(Point labeling dataset excerpts)
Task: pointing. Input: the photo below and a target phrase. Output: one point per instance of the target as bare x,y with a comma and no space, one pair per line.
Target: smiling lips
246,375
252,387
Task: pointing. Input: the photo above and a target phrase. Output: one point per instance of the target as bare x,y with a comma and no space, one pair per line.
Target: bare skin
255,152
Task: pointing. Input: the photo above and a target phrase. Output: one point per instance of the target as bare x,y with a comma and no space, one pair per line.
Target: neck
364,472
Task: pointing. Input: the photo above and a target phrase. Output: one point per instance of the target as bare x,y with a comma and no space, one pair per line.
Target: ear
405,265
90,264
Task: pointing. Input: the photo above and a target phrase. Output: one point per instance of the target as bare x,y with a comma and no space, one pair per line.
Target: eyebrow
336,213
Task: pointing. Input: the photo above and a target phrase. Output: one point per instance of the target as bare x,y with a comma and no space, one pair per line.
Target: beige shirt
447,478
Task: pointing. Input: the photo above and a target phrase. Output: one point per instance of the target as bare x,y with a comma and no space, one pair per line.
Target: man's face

PROBLEM DESCRIPTION »
Copy the entries above word for word, leaving every line unchanged.

THE COMPLETED TASK »
Task: pointing. Input: the photo below and a target phrase. Output: one point per instance of the target as bare x,y with a comma and no space, one pair per line.
Target: smiling lips
246,375
252,387
Task: pointing. Input: the photo above and a target phrase. Output: one point per instance of the target as bare x,y with a comma and no space, one pair per line.
Target: bare skin
255,152
Task: pointing. Input: the photo above and a target phrase. Output: one point per instance of the target as bare x,y with a comma and no space, one pair per line.
Target: neck
364,472
Task: pointing. Input: the photo above and a target phrase. Output: one point per instance of the target as bare x,y with a comma and no space, one pair per line.
Target: ear
405,265
90,264
Task: pointing. Input: the photo above and a target phrase. Output: one point per instance of the target as bare x,y with a comma and no space, one pair per line.
Target: eyebrow
336,213
Task: pointing. Input: the photo above and a target phrase. Output: one point per instance of the target as bare x,y with a comma and no space, one pair per line.
Target: beige shirt
447,478
Task: pointing. Input: the photo above and a target phrase. Output: one point per instance of the target as bare x,y with a comma and no space, one pair per line.
Target: man's face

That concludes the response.